#### [Text section]
Creative Writing,  Memoirs,  Training, Lessons

Repeat After Me…

The Power of Focus in Writing

Too much repetition is bad, except when it’s not.

Too much detail is bad, except when it’s not.


So, what do I mean by that?


Often, we weaken our writing by repeating words and phrases without being consciously aware that we’re doing so, but the proper use of repetition can help strengthen our writing, give it more impact and make it more memorable. 


The same is true for unnecessarily detailed descriptions. There’s a time and place for both of these techniques when we use them to focus our readers’ attention on something in the narrative.


In our brain, we have something called the Reticular Activating System. It’s responsible for bringing to our attention repeat occurrences of things that interest us. Every second, we are bombarded by millions of bits of sensory information. In order to prevent us from becoming overloaded, the RAS acts like a filter and is responsible for focusing on only the information that’s relevant.

#### [Given exercise A]
Translate this sentence from the post on repetition in writing into Spanish: "Too much detail is bad, except when it's not."
The records have no connection to the post on repetition in writing.

#### [Source data]

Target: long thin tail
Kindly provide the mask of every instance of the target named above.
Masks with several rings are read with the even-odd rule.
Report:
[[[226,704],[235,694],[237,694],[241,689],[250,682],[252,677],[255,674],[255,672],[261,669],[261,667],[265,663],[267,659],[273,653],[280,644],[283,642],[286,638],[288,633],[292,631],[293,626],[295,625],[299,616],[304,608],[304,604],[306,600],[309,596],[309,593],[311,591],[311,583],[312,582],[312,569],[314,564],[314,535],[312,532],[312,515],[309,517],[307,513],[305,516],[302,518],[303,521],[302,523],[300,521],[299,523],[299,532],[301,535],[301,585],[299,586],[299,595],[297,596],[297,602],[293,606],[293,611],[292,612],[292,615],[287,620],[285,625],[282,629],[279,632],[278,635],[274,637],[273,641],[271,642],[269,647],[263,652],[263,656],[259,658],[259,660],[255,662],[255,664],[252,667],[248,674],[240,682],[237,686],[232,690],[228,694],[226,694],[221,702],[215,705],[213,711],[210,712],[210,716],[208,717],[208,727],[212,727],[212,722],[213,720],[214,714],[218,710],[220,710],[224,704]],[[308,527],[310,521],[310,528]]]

#### [Given exercise B]
Gather every line of the records above that contains the word "several".

#### [Task output A]
Demasiado detalle es malo, excepto cuando no lo es.

#### [Task output B]
Masks with several rings are read with the even-odd rule.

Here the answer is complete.